__Task to complete__
Output an exact reproduction of the data.
▽
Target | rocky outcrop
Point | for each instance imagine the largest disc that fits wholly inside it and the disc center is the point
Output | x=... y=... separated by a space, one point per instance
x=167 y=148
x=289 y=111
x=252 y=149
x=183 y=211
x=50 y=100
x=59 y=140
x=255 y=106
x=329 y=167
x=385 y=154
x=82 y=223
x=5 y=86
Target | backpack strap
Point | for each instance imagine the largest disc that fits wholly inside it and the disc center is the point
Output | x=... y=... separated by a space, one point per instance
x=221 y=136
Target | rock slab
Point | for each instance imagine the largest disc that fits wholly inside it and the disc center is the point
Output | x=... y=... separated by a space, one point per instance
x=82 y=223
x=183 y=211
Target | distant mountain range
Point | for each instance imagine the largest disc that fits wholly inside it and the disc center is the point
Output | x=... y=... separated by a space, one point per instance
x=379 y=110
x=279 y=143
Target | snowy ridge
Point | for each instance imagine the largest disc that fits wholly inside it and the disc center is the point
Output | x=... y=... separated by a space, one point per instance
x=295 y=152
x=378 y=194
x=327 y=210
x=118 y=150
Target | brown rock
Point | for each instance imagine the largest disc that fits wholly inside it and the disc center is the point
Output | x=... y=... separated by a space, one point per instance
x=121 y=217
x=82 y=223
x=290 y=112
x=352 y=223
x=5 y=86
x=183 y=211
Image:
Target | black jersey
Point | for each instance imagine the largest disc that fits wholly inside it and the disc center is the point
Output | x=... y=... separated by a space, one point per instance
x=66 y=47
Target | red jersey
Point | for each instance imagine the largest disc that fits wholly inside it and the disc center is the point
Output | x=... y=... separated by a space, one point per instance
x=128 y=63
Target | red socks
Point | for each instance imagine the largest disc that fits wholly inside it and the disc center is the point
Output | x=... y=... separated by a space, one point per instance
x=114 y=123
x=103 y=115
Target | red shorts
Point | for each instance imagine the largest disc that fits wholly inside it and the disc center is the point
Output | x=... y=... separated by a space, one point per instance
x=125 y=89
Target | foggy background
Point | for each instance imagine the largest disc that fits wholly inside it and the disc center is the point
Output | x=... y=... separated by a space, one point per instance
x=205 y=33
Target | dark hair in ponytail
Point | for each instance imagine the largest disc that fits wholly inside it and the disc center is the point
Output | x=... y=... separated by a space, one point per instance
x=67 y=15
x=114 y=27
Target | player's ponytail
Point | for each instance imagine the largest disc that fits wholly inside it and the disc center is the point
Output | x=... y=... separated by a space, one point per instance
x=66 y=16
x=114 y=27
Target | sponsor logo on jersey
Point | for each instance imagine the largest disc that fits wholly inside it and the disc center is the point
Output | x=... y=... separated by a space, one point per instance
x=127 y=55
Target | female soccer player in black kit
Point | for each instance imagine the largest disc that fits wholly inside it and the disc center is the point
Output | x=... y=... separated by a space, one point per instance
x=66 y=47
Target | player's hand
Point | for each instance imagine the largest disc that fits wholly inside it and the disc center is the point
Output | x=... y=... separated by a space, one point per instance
△
__Full answer__
Target | rocky outcrop
Point | for each instance imagine the largest disc that fits wholly inside it and the disc center is the point
Output | x=... y=... separated by a space, one point per instance
x=167 y=148
x=289 y=111
x=252 y=149
x=183 y=211
x=50 y=100
x=59 y=140
x=255 y=106
x=329 y=167
x=385 y=154
x=82 y=223
x=5 y=86
Target | backpack strap
Point | for each instance imagine the largest disc that fits wholly inside it and the disc center is the point
Output | x=... y=... separated by a space, one point per instance
x=221 y=136
Target | rock slab
Point | for each instance imagine the largest disc that fits wholly inside it and the disc center is the point
Output | x=... y=... separated by a space, one point per instance
x=82 y=223
x=183 y=211
Target | distant mountain range
Point | for each instance imagine the largest disc that fits wholly inside it and the disc center is the point
Output | x=... y=... separated by a space, one point per instance
x=379 y=110
x=279 y=143
Target | snowy ridge
Point | for each instance imagine the largest disc that fits wholly inside it and the disc center is the point
Output | x=... y=... separated by a space, one point per instance
x=295 y=152
x=378 y=194
x=327 y=210
x=118 y=150
Target | brown rock
Point | for each instance imagine the largest disc that fits wholly inside it and the disc center is the point
Output | x=... y=... separated by a space, one point per instance
x=121 y=217
x=82 y=223
x=290 y=112
x=352 y=223
x=5 y=86
x=183 y=211
Image:
Target | black jersey
Point | for each instance imagine the largest disc that fits wholly inside it and the disc center is the point
Output | x=... y=... separated by a space, one point per instance
x=66 y=47
Target | red jersey
Point | for each instance imagine the largest disc that fits wholly inside it and the disc center is the point
Output | x=... y=... separated by a space, one point per instance
x=128 y=63
Target | red socks
Point | for each instance imagine the largest disc that fits wholly inside it and the disc center is the point
Output | x=... y=... separated by a space, one point per instance
x=114 y=123
x=103 y=115
Target | red shorts
Point | for each instance imagine the largest disc that fits wholly inside it and the disc center is the point
Output | x=... y=... separated by a space, one point per instance
x=125 y=89
Target | foggy background
Point | for each instance imagine the largest disc that fits wholly inside it and the disc center is the point
Output | x=... y=... separated by a space, one point per instance
x=205 y=33
Target | dark hair in ponytail
Point | for each instance imagine the largest disc that fits wholly inside it and the disc center is the point
Output | x=... y=... separated by a space, one point per instance
x=67 y=15
x=114 y=27
Target | player's ponytail
Point | for each instance imagine the largest disc that fits wholly inside it and the disc center is the point
Output | x=... y=... separated by a space, one point per instance
x=66 y=16
x=114 y=27
Target | sponsor logo on jersey
Point | for each instance imagine the largest disc that fits wholly inside it and the disc center is the point
Output | x=... y=... separated by a space, one point per instance
x=127 y=55
Target | female soccer player in black kit
Point | for each instance imagine the largest disc that fits wholly inside it and the disc center is the point
Output | x=... y=... separated by a space, one point per instance
x=66 y=47
Target | player's hand
Point | for each instance imagine the largest disc that fits wholly inside it and the disc center is the point
Output | x=... y=... separated by a space, one point per instance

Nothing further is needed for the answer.